(Data entries)

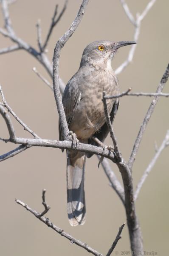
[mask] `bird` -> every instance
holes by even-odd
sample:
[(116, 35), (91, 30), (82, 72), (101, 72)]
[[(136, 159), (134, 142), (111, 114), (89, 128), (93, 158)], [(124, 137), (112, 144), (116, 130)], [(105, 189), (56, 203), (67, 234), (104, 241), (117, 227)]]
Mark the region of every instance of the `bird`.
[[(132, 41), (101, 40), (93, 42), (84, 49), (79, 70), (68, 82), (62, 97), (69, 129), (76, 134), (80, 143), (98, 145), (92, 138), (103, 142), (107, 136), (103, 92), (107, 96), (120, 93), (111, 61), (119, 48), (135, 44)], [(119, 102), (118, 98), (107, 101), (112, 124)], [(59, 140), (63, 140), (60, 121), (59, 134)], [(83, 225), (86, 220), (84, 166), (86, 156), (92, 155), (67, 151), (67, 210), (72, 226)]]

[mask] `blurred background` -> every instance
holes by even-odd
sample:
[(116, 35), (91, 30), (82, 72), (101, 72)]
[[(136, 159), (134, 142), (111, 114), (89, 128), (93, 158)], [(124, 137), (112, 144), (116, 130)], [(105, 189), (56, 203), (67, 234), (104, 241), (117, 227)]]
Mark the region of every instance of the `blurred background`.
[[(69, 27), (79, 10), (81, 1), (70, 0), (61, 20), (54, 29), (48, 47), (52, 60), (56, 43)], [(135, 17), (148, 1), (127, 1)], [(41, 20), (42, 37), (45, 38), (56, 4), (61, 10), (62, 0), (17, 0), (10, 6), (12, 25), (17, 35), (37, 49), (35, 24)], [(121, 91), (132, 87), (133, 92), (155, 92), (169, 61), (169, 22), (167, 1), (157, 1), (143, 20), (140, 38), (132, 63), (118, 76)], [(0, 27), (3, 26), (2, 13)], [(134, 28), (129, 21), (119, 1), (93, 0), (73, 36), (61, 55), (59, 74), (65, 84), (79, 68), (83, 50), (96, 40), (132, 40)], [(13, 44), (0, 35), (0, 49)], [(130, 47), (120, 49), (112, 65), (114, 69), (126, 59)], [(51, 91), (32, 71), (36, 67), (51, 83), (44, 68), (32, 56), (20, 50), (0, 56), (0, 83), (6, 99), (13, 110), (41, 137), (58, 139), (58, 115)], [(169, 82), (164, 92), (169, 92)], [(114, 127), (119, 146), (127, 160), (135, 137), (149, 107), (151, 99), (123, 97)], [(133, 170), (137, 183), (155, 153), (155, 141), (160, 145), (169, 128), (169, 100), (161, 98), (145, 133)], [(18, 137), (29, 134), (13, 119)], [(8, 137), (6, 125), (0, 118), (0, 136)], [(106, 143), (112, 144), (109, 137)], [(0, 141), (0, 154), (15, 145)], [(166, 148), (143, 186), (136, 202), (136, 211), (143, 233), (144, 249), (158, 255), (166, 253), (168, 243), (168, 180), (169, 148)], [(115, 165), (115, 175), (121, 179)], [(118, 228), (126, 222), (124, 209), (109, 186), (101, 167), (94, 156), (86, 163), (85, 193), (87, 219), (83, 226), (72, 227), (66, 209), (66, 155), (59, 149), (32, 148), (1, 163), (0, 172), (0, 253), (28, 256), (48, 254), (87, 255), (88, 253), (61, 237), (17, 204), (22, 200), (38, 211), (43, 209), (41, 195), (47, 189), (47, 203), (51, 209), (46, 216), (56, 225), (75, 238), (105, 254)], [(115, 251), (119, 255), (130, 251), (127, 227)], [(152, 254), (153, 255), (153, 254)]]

_Required task_
Count the lines in the records above that contain the string "Mark", matching case exactly. Give only the number.

_Task response_
2